Collect every line in the material below that contains the word "neck", and copy each of those lines in full.

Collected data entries
========

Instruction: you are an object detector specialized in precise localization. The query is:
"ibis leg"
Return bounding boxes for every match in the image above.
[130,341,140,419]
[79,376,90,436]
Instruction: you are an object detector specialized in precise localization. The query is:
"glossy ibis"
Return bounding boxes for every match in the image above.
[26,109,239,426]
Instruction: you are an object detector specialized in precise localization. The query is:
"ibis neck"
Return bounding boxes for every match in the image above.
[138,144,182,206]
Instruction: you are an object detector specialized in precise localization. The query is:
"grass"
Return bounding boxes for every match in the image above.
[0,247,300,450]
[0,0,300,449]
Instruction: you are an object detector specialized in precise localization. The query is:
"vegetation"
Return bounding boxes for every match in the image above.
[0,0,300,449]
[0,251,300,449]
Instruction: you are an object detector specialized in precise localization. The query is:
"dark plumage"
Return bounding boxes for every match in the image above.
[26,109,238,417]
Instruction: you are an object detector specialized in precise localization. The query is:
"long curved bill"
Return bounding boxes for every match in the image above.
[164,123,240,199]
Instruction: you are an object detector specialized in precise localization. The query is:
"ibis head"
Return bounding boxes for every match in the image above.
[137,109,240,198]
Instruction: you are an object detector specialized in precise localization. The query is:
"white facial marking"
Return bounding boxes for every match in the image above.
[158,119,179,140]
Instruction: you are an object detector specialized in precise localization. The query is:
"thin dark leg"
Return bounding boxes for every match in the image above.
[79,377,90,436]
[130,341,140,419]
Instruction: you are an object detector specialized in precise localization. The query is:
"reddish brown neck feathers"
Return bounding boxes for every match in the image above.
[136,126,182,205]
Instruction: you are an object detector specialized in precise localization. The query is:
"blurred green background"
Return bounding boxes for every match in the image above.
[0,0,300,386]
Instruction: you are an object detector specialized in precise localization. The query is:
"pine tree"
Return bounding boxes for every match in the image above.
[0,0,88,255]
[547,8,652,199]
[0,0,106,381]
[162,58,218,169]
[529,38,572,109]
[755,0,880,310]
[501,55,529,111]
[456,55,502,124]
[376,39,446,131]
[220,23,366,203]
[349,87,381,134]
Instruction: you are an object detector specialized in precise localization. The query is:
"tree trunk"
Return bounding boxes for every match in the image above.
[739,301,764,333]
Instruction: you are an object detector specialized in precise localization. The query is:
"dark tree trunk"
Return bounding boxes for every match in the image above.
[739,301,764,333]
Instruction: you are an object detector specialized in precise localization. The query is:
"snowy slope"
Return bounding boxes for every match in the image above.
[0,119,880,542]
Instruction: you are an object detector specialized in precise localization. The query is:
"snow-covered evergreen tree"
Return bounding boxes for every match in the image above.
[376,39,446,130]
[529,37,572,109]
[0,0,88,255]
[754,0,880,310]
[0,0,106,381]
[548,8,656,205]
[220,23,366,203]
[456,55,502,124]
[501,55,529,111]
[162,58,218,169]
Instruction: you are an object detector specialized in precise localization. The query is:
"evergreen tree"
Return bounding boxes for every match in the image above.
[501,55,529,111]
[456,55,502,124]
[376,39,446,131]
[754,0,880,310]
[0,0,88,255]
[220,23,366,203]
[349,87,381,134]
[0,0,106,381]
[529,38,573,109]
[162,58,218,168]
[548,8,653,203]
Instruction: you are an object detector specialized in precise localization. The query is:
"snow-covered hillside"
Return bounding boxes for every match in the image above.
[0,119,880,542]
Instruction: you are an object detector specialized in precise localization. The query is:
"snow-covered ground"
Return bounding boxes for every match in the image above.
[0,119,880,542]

========

--- Result ---
"ibis neck"
"reddish brown neck feathers"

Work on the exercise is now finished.